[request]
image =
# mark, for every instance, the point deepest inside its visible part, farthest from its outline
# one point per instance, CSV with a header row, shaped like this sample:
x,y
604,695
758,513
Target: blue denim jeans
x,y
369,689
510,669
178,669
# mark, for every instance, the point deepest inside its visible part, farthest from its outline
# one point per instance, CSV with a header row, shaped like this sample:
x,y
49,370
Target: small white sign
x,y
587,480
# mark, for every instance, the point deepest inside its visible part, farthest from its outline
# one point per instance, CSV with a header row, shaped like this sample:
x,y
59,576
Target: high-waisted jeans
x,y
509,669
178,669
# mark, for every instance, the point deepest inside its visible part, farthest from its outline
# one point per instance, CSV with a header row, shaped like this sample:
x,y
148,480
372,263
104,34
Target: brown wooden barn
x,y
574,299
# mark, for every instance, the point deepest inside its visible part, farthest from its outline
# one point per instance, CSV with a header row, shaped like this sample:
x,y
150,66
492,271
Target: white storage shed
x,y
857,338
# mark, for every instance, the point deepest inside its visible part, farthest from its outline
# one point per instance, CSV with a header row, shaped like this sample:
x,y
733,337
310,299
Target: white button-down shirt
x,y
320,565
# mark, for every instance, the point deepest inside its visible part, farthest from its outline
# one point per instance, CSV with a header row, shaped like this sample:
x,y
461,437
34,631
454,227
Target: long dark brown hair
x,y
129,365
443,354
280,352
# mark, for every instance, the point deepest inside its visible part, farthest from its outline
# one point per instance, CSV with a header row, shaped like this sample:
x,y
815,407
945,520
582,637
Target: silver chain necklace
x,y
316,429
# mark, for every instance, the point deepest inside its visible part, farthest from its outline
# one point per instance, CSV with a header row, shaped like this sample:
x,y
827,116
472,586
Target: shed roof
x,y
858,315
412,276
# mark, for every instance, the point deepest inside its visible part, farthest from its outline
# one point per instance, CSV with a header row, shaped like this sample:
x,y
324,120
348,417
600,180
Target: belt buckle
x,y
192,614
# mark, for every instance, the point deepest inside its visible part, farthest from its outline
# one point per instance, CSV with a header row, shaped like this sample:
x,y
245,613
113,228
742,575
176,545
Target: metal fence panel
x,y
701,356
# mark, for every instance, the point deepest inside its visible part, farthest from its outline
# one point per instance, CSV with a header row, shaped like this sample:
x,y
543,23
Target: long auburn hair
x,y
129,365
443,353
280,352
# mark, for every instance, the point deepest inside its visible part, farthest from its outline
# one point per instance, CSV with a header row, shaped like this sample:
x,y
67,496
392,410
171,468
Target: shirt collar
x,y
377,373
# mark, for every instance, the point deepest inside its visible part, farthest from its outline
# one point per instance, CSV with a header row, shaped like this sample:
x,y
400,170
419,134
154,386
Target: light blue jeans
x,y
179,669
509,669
◆ ◆ ◆ ◆ ◆ ◆ ◆
*Objective*
Reproduce every line of the listing above that contains the string "long".

*Solution to this exercise*
Target: long dark brown hair
Target: long auburn hair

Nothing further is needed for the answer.